*STATED TASK 1:* In the microloan discussion, which website was used for a loan to Tanzanian women?

*EXCERPT TO READ:*
Jeffrey, you need no publicist. You straight up rock.
We just need a forum post and for you to put forth a worthy entrepreneur to get this rolling.

Sandy Ressler

Another cool microloan place is microplace.com. I tried out a loan to Tanzanian women several months ago and it seems very cool. I like the way the website gives all sorts of feedback on that status of your loans and other statistics. I must confess I’m not totally clear on their overhead and that sort of stuff…it did seem reasonable when I checked it out a few months ago….the main point is the whole concept of microloans is definitely a big win concept!



I see the loan is completed (Thanks Craig). But I’m game if we want to do a monthly kiva.org project on GovLoop and I’ll post the link and promote it and see if we can fund it.

As we move to February if someone (Jeff?) wants to pick a project on kiva.org, I’ll try to prominently promote it on the site and newsletter. I like the idea of doing one per month – it’s a great idea.

Michelle McClellan

Very true about the macro effects. You can make a huge difference with something less than the price of a 1 course meal at an inner city restaurant. A great idea!

Dennis McDonald

I have a friend who is interested in the topic of microlending. I wanted to send him a link to this post without having to confuse him with the group “invite” process. Is that possible with this group or is this one of the features of a “walled garden” network?

*STATED TASK 2:* Work out how many lines of the entries below contain the string "fence", treating uppercase and lowercase as different, and give only that number.

*DATA FOR PROCESSING:*
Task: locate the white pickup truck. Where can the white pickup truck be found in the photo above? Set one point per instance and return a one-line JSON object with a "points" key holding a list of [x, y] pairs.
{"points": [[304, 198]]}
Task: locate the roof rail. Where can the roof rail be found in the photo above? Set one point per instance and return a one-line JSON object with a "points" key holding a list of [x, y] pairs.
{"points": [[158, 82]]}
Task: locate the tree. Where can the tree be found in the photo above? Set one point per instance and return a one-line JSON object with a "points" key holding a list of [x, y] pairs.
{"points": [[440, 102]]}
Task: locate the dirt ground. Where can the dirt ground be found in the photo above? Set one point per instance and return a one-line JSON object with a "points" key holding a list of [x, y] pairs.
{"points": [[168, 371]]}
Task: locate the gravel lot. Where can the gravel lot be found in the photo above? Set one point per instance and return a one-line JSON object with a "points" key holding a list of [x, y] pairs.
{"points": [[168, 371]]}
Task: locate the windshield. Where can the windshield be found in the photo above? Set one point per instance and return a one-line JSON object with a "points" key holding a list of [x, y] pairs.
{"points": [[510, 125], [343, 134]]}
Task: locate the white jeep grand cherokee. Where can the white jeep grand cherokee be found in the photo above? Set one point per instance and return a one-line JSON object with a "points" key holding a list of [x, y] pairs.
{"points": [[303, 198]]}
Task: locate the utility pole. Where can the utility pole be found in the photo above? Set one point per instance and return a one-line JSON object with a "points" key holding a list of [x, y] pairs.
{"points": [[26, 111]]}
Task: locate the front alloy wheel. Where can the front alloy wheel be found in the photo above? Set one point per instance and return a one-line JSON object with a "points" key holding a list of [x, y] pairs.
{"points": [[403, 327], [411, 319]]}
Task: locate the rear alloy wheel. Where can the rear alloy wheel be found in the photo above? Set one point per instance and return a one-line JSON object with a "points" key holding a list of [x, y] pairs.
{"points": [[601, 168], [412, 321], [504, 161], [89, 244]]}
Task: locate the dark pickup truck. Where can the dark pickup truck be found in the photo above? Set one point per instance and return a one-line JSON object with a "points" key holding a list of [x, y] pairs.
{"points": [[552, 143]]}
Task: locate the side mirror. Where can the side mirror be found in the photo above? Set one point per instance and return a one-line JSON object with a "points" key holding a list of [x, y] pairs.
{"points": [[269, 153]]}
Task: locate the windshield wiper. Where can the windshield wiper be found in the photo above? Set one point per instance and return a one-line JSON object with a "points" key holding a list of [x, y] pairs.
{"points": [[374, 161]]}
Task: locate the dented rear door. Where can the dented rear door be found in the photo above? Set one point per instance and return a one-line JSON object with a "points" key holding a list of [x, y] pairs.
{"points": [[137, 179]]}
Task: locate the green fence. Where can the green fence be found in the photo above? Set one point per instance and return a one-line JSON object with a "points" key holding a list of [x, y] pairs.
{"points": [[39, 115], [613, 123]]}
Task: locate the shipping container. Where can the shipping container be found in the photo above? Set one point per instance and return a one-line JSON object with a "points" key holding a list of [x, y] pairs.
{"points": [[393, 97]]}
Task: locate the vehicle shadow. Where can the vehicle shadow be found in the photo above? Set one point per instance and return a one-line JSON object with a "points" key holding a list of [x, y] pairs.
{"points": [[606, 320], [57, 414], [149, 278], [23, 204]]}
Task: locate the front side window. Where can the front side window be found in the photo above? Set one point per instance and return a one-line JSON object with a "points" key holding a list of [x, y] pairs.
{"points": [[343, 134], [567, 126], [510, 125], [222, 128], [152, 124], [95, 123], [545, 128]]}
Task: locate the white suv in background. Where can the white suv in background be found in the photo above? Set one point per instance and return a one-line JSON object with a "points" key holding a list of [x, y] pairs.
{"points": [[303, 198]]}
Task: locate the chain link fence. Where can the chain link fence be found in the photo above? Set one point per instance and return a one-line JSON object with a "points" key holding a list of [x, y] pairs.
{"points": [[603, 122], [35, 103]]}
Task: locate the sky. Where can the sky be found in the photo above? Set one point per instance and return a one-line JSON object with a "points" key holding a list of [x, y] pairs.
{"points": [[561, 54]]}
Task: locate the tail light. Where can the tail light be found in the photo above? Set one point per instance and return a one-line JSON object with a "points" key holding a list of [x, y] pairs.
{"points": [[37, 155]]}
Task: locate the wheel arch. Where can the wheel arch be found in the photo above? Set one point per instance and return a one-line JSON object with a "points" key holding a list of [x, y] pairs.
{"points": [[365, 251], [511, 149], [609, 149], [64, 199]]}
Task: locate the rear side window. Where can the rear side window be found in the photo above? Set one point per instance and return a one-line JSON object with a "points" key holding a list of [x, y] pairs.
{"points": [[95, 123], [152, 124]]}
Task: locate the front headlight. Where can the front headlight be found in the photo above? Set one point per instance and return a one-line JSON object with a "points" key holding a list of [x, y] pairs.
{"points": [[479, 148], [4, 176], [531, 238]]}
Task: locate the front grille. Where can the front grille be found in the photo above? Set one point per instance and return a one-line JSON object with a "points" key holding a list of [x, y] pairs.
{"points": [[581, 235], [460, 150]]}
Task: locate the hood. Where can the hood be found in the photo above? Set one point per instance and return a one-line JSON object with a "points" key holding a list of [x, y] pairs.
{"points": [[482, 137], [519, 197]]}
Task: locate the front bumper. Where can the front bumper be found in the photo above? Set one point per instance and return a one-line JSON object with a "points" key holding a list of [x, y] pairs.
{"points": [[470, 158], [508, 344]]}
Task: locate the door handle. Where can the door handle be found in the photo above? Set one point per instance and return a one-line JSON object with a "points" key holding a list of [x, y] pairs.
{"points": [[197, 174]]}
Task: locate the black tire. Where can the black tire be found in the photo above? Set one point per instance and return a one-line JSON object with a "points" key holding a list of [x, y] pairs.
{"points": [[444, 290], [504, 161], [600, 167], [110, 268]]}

*EXERCISE OUTPUT 1:* microplace.com

*EXERCISE OUTPUT 2:* 2